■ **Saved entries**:

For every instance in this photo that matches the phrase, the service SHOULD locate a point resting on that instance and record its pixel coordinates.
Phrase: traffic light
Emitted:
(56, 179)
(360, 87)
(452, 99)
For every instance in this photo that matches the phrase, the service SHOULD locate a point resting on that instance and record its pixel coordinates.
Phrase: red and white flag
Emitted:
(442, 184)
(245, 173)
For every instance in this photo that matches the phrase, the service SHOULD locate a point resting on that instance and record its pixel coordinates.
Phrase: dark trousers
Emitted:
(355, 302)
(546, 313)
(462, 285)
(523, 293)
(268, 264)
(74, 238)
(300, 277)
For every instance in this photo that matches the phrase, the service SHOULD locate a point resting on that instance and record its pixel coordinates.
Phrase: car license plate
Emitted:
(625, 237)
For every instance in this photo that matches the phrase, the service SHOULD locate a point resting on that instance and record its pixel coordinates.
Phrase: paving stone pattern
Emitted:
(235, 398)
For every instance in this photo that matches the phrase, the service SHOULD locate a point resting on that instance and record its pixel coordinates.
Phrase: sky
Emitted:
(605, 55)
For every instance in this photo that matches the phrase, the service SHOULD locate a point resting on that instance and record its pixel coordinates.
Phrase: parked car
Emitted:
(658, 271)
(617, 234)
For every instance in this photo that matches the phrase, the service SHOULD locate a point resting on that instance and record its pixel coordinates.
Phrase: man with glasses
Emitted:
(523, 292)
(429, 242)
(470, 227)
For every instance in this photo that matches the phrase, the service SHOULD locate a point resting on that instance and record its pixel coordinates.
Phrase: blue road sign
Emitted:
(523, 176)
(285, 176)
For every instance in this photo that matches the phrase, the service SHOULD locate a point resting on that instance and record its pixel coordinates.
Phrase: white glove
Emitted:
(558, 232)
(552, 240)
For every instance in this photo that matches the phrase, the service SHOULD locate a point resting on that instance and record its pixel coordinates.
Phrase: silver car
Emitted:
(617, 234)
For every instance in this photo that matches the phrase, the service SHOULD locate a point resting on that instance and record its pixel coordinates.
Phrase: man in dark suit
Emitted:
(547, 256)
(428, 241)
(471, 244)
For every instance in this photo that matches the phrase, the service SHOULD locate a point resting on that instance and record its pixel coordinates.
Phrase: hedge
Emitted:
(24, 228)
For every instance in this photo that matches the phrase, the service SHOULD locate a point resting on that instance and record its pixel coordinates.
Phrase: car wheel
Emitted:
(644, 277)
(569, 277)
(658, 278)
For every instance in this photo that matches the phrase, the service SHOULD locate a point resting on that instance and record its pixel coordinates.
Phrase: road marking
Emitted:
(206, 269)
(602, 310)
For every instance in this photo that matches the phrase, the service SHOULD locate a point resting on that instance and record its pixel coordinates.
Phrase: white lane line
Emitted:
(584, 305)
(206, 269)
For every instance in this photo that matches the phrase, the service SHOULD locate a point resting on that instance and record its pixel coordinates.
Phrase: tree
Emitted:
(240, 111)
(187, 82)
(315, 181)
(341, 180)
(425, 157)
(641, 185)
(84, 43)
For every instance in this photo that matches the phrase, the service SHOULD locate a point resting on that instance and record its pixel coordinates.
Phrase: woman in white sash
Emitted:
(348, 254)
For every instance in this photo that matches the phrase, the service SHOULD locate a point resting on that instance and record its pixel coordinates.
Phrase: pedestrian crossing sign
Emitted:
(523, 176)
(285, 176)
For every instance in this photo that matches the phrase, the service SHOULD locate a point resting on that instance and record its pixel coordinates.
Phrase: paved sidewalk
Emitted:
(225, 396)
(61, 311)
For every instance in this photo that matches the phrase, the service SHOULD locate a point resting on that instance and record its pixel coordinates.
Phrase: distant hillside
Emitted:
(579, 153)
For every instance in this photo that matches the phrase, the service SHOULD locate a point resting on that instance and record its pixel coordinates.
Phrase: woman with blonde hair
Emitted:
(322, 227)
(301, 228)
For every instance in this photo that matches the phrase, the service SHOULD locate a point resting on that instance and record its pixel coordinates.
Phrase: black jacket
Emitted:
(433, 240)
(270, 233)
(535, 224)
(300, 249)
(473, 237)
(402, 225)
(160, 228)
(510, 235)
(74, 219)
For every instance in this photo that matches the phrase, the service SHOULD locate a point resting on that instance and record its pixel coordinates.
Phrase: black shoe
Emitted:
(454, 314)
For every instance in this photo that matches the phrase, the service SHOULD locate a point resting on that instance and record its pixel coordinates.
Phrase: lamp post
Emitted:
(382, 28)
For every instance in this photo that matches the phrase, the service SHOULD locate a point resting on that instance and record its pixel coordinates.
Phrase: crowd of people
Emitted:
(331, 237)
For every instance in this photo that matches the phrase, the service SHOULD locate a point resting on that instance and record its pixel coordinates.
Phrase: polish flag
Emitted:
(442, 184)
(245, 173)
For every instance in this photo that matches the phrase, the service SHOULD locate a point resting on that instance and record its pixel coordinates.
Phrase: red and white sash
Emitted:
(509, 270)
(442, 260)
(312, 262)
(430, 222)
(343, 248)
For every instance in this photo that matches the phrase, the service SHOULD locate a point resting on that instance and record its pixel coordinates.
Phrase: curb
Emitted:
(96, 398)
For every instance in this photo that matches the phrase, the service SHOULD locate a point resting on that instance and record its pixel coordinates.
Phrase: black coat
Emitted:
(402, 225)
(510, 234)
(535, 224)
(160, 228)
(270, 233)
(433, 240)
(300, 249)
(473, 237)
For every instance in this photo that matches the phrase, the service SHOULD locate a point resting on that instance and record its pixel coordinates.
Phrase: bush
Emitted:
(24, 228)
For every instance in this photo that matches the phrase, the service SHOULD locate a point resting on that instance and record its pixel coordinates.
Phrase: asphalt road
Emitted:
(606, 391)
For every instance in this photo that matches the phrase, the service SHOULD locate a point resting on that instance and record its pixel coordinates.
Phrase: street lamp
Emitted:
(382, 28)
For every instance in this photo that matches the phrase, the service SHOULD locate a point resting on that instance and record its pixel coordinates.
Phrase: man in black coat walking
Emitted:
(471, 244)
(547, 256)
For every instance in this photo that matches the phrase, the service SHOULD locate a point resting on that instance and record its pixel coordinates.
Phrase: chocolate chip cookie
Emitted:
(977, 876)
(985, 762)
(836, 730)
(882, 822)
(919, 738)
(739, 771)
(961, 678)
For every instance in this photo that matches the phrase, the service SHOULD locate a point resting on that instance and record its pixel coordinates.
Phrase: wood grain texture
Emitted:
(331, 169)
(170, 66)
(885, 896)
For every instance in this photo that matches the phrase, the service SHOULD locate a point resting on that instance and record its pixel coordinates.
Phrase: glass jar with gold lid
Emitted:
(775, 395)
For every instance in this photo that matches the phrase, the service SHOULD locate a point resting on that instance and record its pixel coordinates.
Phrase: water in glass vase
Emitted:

■ **What to produce**: Go through the records above and write each one out again exactly.

■ **Solution for this task**:
For every instance in this photo that matches the phrase, the service SHOULD locate a point resting on that instance and record its pixel coordinates.
Phrase: traffic light
Emitted:
(56, 179)
(360, 87)
(452, 99)
For every instance in this photo that matches the phrase, the service SHOULD locate a point resting on that instance and record its pixel coordinates.
Phrase: red and white flag
Emitted:
(442, 184)
(245, 173)
For every instance in this photo that matches the phrase, the service SHOULD locate a point resting on that instance and record its pixel coordinates.
Phrase: dark trousers
Emitted:
(355, 302)
(546, 313)
(462, 285)
(523, 293)
(268, 264)
(74, 238)
(300, 277)
For every instance in this photo that matches the phrase, the service SHOULD locate a point resting on that instance and record its pixel coordinates.
Phrase: car license plate
Emitted:
(625, 237)
For every instance in this photo that matches the phrase, the service SHOULD locate a point resting on that instance and record its pixel coordinates.
Phrase: paving stone pattern
Emitted:
(235, 398)
For every instance in this photo that matches the phrase, the service SHOULD locate a point resting on that instance and record its pixel coordinates.
Phrase: sky
Emitted:
(605, 55)
For every instance in this photo that matches the phrase, the service SHOULD locate a point resting on that instance and record its pixel coordinates.
Phrase: parked car
Emitted:
(658, 271)
(617, 234)
For every instance in this photo that matches the phrase, the service SHOULD locate a point resting on that instance and record its pixel coordinates.
Phrase: man with glasses
Emitted:
(523, 292)
(429, 242)
(470, 227)
For every instance in this photo that matches the phrase, the service SHOULD locate a point resting on that instance and record its pixel coordinates.
Phrase: blue road sign
Emitted:
(523, 176)
(285, 176)
For every instance in this photo that matches the phrase, the service SHOULD locate a point resting on that instance and record its pixel coordinates.
Phrase: white glove
Emitted:
(558, 232)
(552, 240)
For every instance in this photo that matches the phrase, the service SHOULD locate a point resting on that instance and record its pixel coordinates.
Phrase: silver car
Emitted:
(617, 234)
For every instance in this photo that matches the phrase, the service SHOULD locate a point resting on that instance and record its pixel coordinates.
Phrase: man in dark suit
Emitted:
(547, 256)
(428, 241)
(471, 244)
For every instance in this photo that matches the phrase, the service SHOULD locate a point resting on that instance and record its pixel coordinates.
Phrase: hedge
Emitted:
(24, 228)
For every instance in this photo that matches the phrase, the service SHOULD locate a point resting on that instance and record its pixel coordinates.
Phrase: car wheel
Emitted:
(644, 277)
(569, 277)
(658, 278)
For every instance in this photo that matches the phrase, the service SHOULD locate a point resting on that instance and record its pixel coordinates.
Phrase: road marking
Emitted:
(206, 269)
(602, 310)
For every instance in this photo that matches the phrase, the service SHOULD locate a point resting on that instance and record its pixel coordinates.
Phrase: white lane line
Emitted:
(584, 305)
(206, 269)
For every instance in this photo that matches the phrase, the service SHOULD locate a point resting on that instance and record its pixel coordinates.
Phrase: tree
Emitted:
(240, 111)
(187, 82)
(315, 181)
(341, 180)
(425, 157)
(641, 185)
(84, 43)
For every instance in this photo that matches the phrase, the service SHOULD locate a point resting on that instance and record its pixel coordinates.
Phrase: woman in white sash
Emitted:
(348, 254)
For every instance in this photo that matches the phrase, the service SHOULD locate a point resting on that instance and record its pixel coordinates.
Phrase: pedestrian crossing sign
Emitted:
(523, 176)
(285, 176)
For every instance in this photo that matches the phrase, the service SHOULD locate a point resting on that instance and record its pixel coordinates.
Phrase: paved sidewalk
Emitted:
(225, 396)
(61, 311)
For every instance in this photo that matches the phrase, the service SHOULD locate a point resting on that instance and record its pixel coordinates.
Phrase: distant hillside
Emitted:
(579, 153)
For every instance in this photo that matches the phrase, the service SHOULD locate a point resting on that instance and record its pixel coordinates.
Phrase: woman with blonde hair
Emitted:
(322, 227)
(301, 228)
For every instance in this photo that matches the phrase, the service SHOULD locate a point resting on that instance and record its pixel coordinates.
Phrase: black jacket
Emitted:
(433, 240)
(270, 233)
(535, 224)
(300, 249)
(473, 237)
(402, 225)
(160, 228)
(510, 235)
(74, 219)
For every instance in this photo that matches the phrase, the service SHOULD locate a point resting on that instance and record its pixel coordinates.
Phrase: black shoe
Emitted:
(454, 314)
For every instance in this photo that matches the phrase, the service SHOULD locate a point resting on that instance and record its pixel coordinates.
Phrase: lamp post
Emitted:
(382, 28)
For every instance in this photo that matches the phrase, the service SHOULD locate a point resting on that instance and record its pixel coordinates.
Phrase: crowd of people
Emitted:
(331, 237)
For every instance in this photo that matches the phrase, the service SHOULD locate a point resting on that instance and record its pixel coordinates.
Phrase: polish flag
Emitted:
(442, 184)
(245, 173)
For every instance in this photo that matches the phrase, the service SHOULD locate a point resting on that instance and record its pixel coordinates.
Phrase: red and white sash
Emitted:
(509, 270)
(442, 260)
(312, 262)
(430, 222)
(343, 248)
For every instance in this photo that matches the phrase, the service SHOULD locate a point resting on that instance and record its pixel coordinates.
Phrase: curb
Emitted:
(96, 398)
For every instance in this photo that matches the phrase, the service SHOULD locate a point resting on that instance and record its pixel coordinates.
Phrase: black coat
Emitted:
(402, 225)
(510, 234)
(535, 224)
(160, 228)
(270, 233)
(433, 240)
(300, 249)
(473, 237)
For every instance in this photo that matches the phrase, the service SHOULD locate a point resting on that instance and record its pixel coordinates.
Phrase: bush
Emitted:
(24, 228)
For every instance in this photo that matches the phrase, the service SHOULD locate a point resting on that instance and record its pixel coordinates.
Phrase: asphalt road
Emitted:
(606, 391)
For every instance in this photo that matches the phrase, the service SHOULD locate a point resting on that instance and record its pixel coordinates.
Phrase: street lamp
Emitted:
(382, 28)
For every instance in this photo that matches the phrase, the service SHOULD locate a point resting on that instance and record its pixel coordinates.
Phrase: man in black coat walking
Emitted:
(471, 244)
(547, 256)
For every instance in this photo that matches the phrase, the service SHOULD locate a point resting on that instance and record its pixel coordinates.
Phrase: chocolate chip cookie
Emitted:
(977, 876)
(985, 762)
(836, 730)
(882, 822)
(919, 738)
(739, 771)
(961, 678)
For every instance in this photo that matches the phrase, the service SHOULD locate a point resting on that instance and record its pixel coordinates.
Phrase: wood grain texture
Emitted:
(331, 169)
(170, 66)
(885, 896)
For every instance in this photo that matches the phrase, the service SHOULD locate a point resting on that instance and record its pixel coordinates.
Phrase: glass jar with gold lid
Emitted:
(775, 395)
For every instance in this photo that matches the phrase, the service SHOULD locate a point resting on that instance and record its pixel coordinates.
Phrase: water in glass vase
Emitted:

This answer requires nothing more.